* **Text for analysis**:
The Zuni leader called the Indian Service for help, the Service called the state police, and the police called Bill Runyan of the local gas company and two policemen, Don Moberly and Glenn Erickson, skin divers all. Soon the trio were down in the brutal current breaking up the boulder, which washed away, bit by bit.

Then they closed the gate. It was like saving a loved one.


The New York Mets have long encouraged the banners their fans display at Shea Stadium. The television station that broadcasts Mets games is quick to pan through the crowds and pick up clever banners. The Met management even has a "Banner Day" every year to promote this form of rooting.

But for the past two years there have been rumors that banners critical of George Weiss, president and general manager, or other members of the Met hierarchy are confiscated and destroyed. Until last week the rumors were nothing more than that. Last Friday evening, however, two Met fans, Karl Ehrhardt and Charles Taylor, arrived at the stadium with a black-and-white banner 26 feet long and 22½ inches high. It read, "Welcome to Grant's Tomb," a needling remark directed against M. Donald Grant, chairman of the board of the Mets.

Matt Burns, stadium director of maintenance, immediately had the banner taken down. "First he said it blocked the view," said Ehrhardt, "then he said it was too long. Finally he said it was in bad taste."

The hunting season opened in Italy two weeks ago and almost a million gunners took to the fields in search of hare, pheasant, quail and snipe. We have no word on how much game was harvested but, in the first week alone, 8,000 hunters were arrested for being without licenses, three were charged with mistreatment of bird dogs, two died of heart attacks, more than 25 were injured, and four died of gunshot wounds. One was charged with manslaughter, the result of an argument over who shot a pheasant.


Nowadays women's swimming is dominated by nymphs of 14 or 15, though a few break through with comebacks at the advanced age of, say, 19.

Thus it was heartwarming to hear that Miss Lillian Reimensnyder won the diving championship of the Eagles Mere (Pa.) water carnival in the 14-and-older division. Ever since she lost her crown a year ago, Miss Reimensnyder had been training for a comeback. She swam twice daily and dived for hours off the high board. Then came the carnival and, competing against 20 younger athletes, she showed dazzling form in swan and back dives to regain her title. Miss Reimensnyder is 76.

* **Assigned task A**:
Translate this sentence from the sports briefs into Spanish: "The hunting season opened in Italy two weeks ago and almost a million gunners took to the fields in search of hare, pheasant, quail and snipe."
* **Assigned task B**:
Write the next part of the sports briefs, picking up after their final sentence.
The records are separate material and have no connection to the sports briefs.

* **Listed records**:
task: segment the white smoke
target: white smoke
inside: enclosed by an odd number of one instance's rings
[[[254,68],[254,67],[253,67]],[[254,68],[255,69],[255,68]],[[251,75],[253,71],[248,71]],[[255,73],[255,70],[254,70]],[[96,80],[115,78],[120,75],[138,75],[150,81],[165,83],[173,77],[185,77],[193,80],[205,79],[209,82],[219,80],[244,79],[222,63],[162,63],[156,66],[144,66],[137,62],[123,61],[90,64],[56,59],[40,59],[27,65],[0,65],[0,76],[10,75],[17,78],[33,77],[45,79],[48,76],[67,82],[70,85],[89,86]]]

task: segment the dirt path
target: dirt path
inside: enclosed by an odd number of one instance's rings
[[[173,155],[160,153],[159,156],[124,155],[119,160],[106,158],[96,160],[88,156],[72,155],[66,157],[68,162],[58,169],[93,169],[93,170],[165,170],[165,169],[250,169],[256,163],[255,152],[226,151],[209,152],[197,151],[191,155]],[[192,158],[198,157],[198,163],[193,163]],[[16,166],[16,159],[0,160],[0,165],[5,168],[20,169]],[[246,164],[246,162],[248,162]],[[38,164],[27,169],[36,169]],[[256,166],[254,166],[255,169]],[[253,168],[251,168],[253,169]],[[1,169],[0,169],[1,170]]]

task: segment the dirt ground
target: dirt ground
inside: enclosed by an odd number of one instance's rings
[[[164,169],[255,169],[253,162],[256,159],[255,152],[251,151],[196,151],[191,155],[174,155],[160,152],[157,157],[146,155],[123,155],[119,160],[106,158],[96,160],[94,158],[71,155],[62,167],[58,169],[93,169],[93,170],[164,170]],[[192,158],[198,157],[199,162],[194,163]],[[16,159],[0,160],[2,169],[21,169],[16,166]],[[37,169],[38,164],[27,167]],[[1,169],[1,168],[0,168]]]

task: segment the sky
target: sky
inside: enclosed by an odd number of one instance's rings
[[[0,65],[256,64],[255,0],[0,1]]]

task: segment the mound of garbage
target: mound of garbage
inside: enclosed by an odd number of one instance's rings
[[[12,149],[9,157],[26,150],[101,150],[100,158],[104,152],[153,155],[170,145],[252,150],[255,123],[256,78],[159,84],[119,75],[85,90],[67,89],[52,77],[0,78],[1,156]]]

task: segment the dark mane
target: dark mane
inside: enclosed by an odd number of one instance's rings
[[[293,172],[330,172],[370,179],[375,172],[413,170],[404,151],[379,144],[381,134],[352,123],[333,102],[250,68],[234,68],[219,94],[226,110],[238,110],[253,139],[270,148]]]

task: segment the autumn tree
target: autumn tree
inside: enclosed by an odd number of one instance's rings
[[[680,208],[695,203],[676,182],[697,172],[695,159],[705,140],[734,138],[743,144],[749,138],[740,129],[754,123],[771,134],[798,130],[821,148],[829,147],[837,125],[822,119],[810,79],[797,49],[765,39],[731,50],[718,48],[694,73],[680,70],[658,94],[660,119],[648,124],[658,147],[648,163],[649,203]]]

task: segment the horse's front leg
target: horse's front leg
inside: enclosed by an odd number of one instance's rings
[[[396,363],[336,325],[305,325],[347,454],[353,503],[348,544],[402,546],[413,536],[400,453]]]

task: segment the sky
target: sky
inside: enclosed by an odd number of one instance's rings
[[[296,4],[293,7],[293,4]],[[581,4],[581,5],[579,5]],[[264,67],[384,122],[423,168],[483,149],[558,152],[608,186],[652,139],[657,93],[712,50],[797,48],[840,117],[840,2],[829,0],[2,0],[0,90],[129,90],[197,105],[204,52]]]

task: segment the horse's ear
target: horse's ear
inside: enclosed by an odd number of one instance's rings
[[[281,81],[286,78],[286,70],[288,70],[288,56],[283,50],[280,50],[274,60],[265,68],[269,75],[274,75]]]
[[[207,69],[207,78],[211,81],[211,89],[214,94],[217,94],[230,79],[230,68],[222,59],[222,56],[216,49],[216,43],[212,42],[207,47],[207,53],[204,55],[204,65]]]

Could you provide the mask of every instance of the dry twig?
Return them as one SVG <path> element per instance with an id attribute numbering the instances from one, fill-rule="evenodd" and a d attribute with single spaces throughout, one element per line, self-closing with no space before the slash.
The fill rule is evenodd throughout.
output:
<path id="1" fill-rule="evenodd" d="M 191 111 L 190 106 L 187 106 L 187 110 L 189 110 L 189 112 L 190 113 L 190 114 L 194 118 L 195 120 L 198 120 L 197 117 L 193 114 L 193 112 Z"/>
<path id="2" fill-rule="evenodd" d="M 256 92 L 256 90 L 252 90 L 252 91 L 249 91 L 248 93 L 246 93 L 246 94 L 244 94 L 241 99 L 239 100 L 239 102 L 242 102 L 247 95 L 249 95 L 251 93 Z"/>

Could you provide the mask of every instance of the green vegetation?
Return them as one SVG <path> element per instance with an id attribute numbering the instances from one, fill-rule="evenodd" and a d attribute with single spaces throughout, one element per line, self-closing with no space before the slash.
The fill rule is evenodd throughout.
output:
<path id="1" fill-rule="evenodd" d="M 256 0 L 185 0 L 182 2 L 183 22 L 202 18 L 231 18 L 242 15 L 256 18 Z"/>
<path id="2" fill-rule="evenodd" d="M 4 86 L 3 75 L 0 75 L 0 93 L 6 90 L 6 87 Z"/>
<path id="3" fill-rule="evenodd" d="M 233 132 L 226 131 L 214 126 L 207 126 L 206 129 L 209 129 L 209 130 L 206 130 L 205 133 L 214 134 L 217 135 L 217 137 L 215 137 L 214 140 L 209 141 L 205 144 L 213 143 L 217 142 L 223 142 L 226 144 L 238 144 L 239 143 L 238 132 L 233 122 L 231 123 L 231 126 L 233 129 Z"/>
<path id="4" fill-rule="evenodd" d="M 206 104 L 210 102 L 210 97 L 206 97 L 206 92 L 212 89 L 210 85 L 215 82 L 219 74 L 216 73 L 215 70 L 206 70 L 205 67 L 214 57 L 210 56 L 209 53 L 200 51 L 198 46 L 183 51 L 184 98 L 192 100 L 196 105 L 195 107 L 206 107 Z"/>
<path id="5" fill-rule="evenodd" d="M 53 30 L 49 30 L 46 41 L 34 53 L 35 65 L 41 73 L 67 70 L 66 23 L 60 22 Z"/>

* **Result A**:
La temporada de caza se abrió en Italia hace dos semanas y casi un millón de cazadores salieron al campo en busca de liebres, faisanes, codornices y agachadizas.

* **Result B**:
The American Medical Association's Committee on the Medical Aspects of Sports cautioned athletes and coaches last week against the use of two new types of drugs—one a painkiller, the other intended to induce weight gain.

The painkiller, DMSO (dimethylsulfoxide), is new and as yet not fully tested. Applied to the skin, it penetrates and does appear to reduce pain, but the medically pure grade is not legally available except to doctors investigating it. The industrial grade contains impurities which could penetrate the skin along with the DMSO. And, as the committee pointed out, "pain is a respected safeguard against the premature return of the athlete to competition."

The weight-gain drugs (androgenic-anabolic steroids) can have horrendous results. In prepubertal boys, the committee warned, they may stop growth, induce precocious puberty and decrease testicular size. In the pubertal boy, the warning continued, the steroids markedly suppress production of testosterone, a male hormone. And in adult males, testicular size and function revert to the prepubertal stage, and there is "decreased libido."

A gain of a few pounds would not seem to be worth it.



•Ron Perranoski, Dodger reliever, on what it would take for his injury-ridden club to pull out the National League pennant: "A fife, a drum and a flag."

•Dan Osinski, Milwaukee pitcher, when a waitress asked if he wanted his pizza cut into six or eight pieces: "Better make it six. I can't eat eight."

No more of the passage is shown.